# [Exercise details]
Leave out the pictures and restate every entry word for word.

# [Natural-language object grounding data]

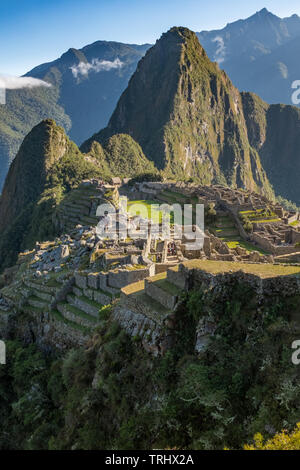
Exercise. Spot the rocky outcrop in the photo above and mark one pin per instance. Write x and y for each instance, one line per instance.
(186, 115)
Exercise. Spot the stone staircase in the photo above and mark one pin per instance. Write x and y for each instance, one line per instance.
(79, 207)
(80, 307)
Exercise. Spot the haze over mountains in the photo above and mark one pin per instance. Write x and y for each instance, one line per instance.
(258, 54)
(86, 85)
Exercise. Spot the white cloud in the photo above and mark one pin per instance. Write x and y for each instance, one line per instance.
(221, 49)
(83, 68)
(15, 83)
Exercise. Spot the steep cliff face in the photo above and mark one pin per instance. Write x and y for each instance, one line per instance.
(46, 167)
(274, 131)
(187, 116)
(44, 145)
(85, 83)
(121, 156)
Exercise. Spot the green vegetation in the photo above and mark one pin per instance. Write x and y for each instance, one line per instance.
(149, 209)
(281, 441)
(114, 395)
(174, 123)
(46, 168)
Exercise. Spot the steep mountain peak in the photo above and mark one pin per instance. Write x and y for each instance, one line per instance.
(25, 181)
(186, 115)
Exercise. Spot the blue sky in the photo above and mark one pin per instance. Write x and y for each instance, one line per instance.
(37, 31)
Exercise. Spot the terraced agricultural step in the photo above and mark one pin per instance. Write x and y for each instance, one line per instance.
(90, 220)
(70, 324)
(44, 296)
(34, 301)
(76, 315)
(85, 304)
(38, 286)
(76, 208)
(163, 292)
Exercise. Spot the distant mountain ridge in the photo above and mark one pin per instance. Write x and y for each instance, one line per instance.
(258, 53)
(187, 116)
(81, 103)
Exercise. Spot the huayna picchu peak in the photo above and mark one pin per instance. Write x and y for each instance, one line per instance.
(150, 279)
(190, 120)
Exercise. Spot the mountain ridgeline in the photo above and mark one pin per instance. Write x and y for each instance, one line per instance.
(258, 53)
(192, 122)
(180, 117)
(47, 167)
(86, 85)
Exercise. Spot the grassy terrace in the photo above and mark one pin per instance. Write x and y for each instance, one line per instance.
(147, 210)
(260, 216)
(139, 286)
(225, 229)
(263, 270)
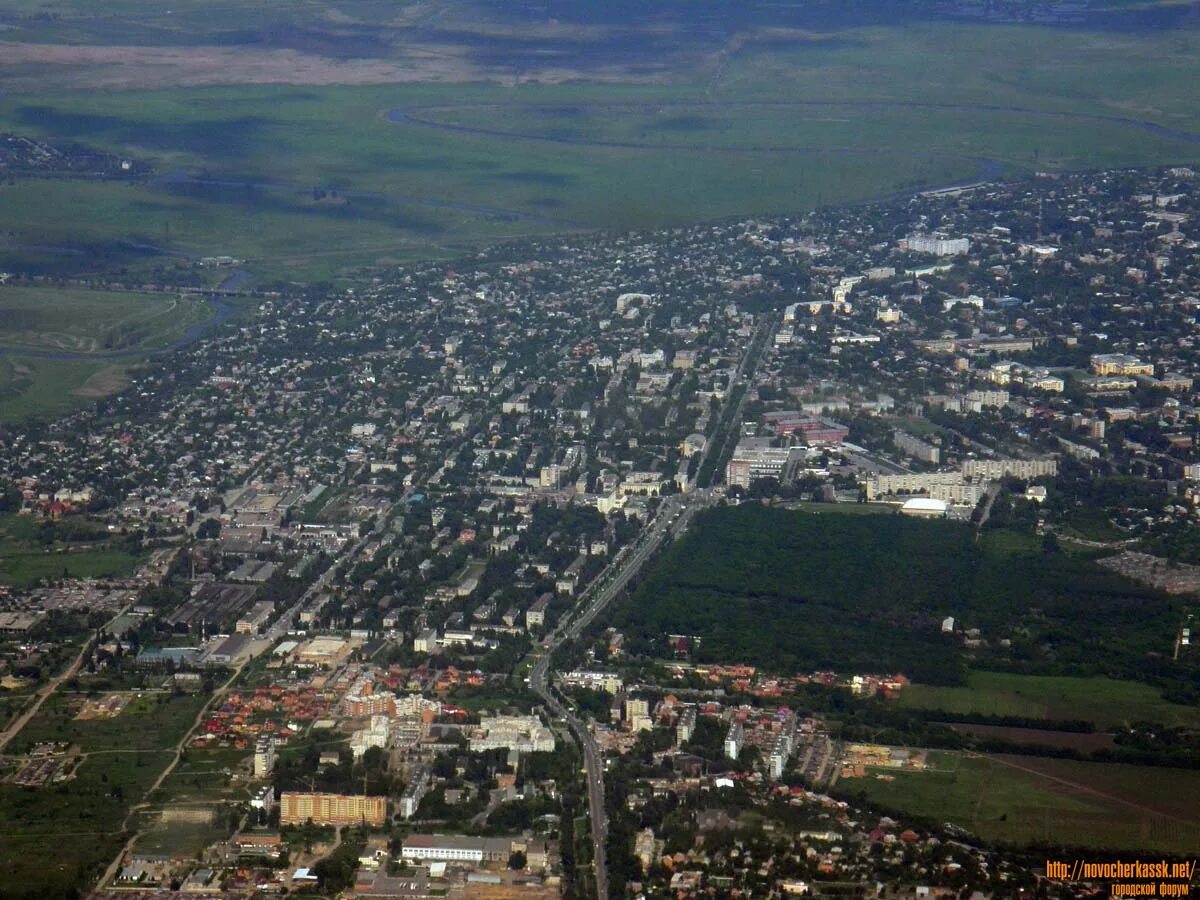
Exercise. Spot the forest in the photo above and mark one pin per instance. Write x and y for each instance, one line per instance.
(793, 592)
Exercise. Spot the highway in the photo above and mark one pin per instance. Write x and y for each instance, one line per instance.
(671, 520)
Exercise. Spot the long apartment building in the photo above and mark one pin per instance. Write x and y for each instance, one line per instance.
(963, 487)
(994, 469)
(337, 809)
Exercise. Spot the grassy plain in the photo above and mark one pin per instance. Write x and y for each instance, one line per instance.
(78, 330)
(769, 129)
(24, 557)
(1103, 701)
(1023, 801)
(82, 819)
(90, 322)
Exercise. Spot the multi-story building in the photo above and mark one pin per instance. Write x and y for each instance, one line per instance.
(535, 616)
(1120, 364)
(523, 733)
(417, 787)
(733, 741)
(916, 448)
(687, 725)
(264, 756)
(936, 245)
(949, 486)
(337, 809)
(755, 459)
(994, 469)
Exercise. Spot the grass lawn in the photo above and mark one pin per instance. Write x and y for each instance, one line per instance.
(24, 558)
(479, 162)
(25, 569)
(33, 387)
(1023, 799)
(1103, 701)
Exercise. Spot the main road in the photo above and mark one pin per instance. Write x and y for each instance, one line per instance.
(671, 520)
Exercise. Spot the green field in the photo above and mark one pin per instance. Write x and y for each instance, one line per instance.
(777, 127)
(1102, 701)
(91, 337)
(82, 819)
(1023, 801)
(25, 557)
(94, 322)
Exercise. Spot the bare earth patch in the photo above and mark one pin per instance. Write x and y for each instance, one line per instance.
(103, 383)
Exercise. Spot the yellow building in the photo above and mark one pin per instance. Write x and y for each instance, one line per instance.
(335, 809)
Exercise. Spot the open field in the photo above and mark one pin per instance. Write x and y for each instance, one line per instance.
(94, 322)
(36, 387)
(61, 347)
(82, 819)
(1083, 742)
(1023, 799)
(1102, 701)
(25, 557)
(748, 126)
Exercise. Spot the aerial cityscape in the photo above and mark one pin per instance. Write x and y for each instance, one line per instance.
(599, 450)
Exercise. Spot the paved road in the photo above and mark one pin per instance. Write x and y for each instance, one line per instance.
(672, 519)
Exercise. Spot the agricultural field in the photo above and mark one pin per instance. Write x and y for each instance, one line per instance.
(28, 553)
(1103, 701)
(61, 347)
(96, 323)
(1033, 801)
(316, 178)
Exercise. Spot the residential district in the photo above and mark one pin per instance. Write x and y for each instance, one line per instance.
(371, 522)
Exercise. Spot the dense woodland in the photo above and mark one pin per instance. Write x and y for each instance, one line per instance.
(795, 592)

# [Reply]
Exercise. Spot the rocky outcrop in the photo above and mark one pin per instance. Write x and y for each instance, one line per instance.
(186, 115)
Exercise. Spot the stone staircase in the photo above and mark one pin per instance. Write x and y for each instance, one line per instance.
(79, 207)
(80, 307)
Exercise. Spot the haze over mountains in the photo above and mark one pin per instance. Write x and y for each instance, one line per instance.
(258, 54)
(86, 85)
Exercise. Spot the white cloud in the photo above and mark one pin per instance. Write x and y for each instance, one line per instance.
(221, 49)
(83, 68)
(15, 83)
Exercise. Spot the steep cliff face in the photo above and mark one pin per instance. Write x and y for each instance, one line per instance.
(46, 167)
(274, 131)
(187, 116)
(44, 145)
(85, 83)
(121, 156)
Exercise. Spot the green vegetation in the photo above and mark one pin per instance. Write x and y for each instance, one line per instance.
(149, 209)
(281, 441)
(114, 395)
(174, 123)
(46, 168)
Exercise. Spot the steep mountain peak in the photo above and mark one pin per instance. Write x and y for each instance, one line per instance.
(25, 181)
(186, 115)
Exercise. Spot the blue sky in the photo above and mark one pin per instance. Write x and y for each instance, one line per instance.
(37, 31)
Exercise. Spot the terraced agricultural step in the photo above and mark one pin per instance. Write x and y for each instance, one line per instance.
(90, 220)
(70, 324)
(44, 296)
(34, 301)
(76, 315)
(85, 304)
(38, 286)
(76, 208)
(163, 292)
Exercise. Spot the distant mountain ridge in the photo above and mark one pin per instance. Write x and y for each instance, one line per instance.
(258, 53)
(187, 116)
(81, 103)
Exercise. Spot the huayna picchu peak in the photo above and mark one pin per instance. Write x and y for each instance, one line per instance.
(150, 279)
(190, 120)
Exercise. Spot the mountain ridgeline in the photo above and mark one pin per instance. Write x and y for each instance, one line per instance.
(258, 53)
(192, 122)
(180, 117)
(47, 167)
(86, 85)
Exercise. Spot the grassy terrace in the photo above and mark one pin per instance. Write x and y for each instance, one line per instance.
(147, 210)
(260, 216)
(139, 286)
(225, 229)
(263, 270)
Exercise. Spot the forest in the photo above and mark one pin per instance. Write x and y for each instance, one line per instance.
(793, 592)
Exercise. Spot the highway in the photo above and mark one pin per instance. Write x and y for each instance, one line per instance.
(671, 520)
Exercise. Spot the long apartment building in the photo above and mark one pin per instance. Write x and y for each instance, one line per instance.
(963, 487)
(994, 469)
(337, 809)
Exercise. Spot the grassy plain in the photo above and mark one pin per instance. Write x and y for each instance, one line per instance.
(78, 330)
(769, 129)
(24, 557)
(1103, 701)
(1023, 801)
(82, 819)
(90, 322)
Exercise. Spot the multi-story building in the photo above and mark one pin per instance. Write x and y for each instance, one line per instance.
(535, 616)
(1120, 364)
(523, 733)
(417, 787)
(733, 741)
(916, 448)
(687, 725)
(264, 756)
(936, 245)
(949, 486)
(337, 809)
(755, 459)
(994, 469)
Exercise. Spot the grass lawn in the photo above and mark one pin per instance. Write x and y for each instance, one line per instance.
(24, 558)
(479, 162)
(25, 569)
(33, 387)
(1023, 799)
(1103, 701)
Exercise. Spot the main road in the photo above and mark one pin per instance. Write x and y for each instance, one line per instance.
(671, 520)
Exercise. Spot the green field in the photo above and mark one pin per instance. Write x and y for each instance, one line per instance.
(777, 127)
(1102, 701)
(91, 337)
(82, 819)
(1023, 801)
(25, 557)
(94, 322)
Exercise. Spot the bare earth patch in the photo above and mark one pin per instance. Write x and y for each instance, one line per instance.
(103, 383)
Exercise. Spot the yellow building in the photo above and mark one pin per instance. Write x and y for each instance, one line per instance.
(335, 809)
Exercise. Spot the open field in the photo above and mark one pin per instance. Write x and y for each instance, one line per instance.
(94, 322)
(36, 387)
(61, 347)
(82, 819)
(1083, 742)
(1023, 799)
(1102, 701)
(25, 557)
(748, 126)
Exercise. Spot the aerial cityscape in the photo above and mark one pin per instance. Write x and y for each instance, one line per instance.
(599, 450)
Exercise. Spot the paved road in the photo above and mark one pin per instance. Write x and y for each instance, one line per instance.
(672, 519)
Exercise. Spot the agricultural field in the photo above and mark one pin per instance. Write x and y for each instance, one line per instance.
(28, 553)
(1103, 701)
(61, 347)
(96, 323)
(1033, 801)
(316, 178)
Exercise. Spot the residential district in the photo above and mark one pin per instance. Write x and y for each instance, one line per instance.
(371, 522)
Exercise. Spot the dense woodland in the photo above and mark one pin per instance. Write x and y for each instance, one line per instance.
(795, 592)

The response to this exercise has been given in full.